To do ▸ Retype, with no pictures, each line from the one that holds "door in this photo." through the last line of the entries below, both included.

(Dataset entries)
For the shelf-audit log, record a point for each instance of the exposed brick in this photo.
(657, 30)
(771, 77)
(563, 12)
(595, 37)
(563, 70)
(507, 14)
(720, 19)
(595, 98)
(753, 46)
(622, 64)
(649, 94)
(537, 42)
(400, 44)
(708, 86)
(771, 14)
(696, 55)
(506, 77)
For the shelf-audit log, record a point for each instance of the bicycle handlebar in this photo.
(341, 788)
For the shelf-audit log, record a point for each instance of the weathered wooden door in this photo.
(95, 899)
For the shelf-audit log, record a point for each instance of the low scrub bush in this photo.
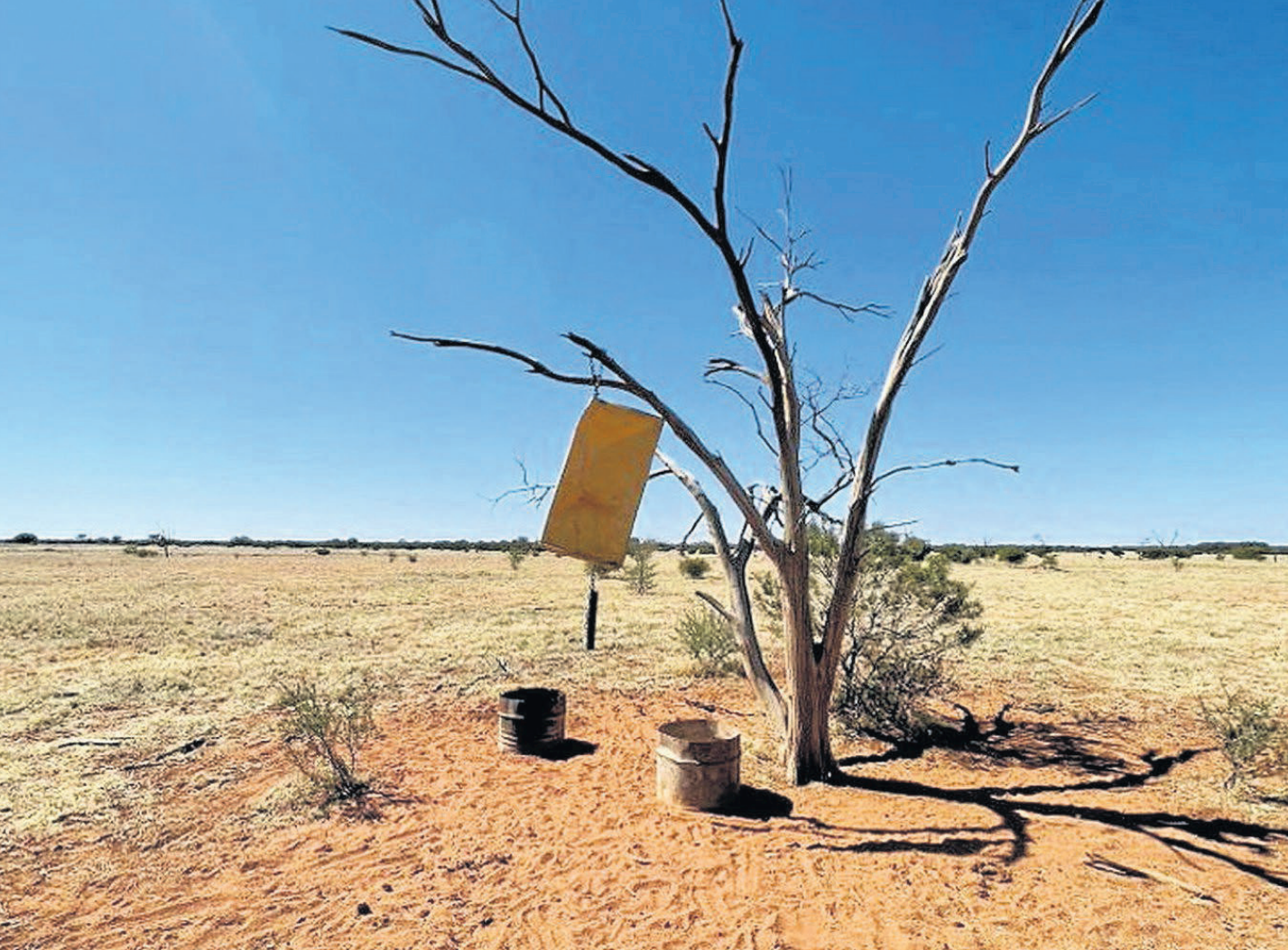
(959, 554)
(694, 567)
(640, 569)
(709, 641)
(911, 620)
(1248, 552)
(323, 734)
(1252, 734)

Task solution ▸
For the shelf-audit log, record a point for each instance of the weathered wooden door in this photo.
(95, 899)
For the shelf-audit log, record a point for each instance of the low scrub bush in this photo.
(959, 554)
(694, 567)
(640, 569)
(709, 641)
(911, 620)
(1248, 552)
(323, 734)
(1252, 734)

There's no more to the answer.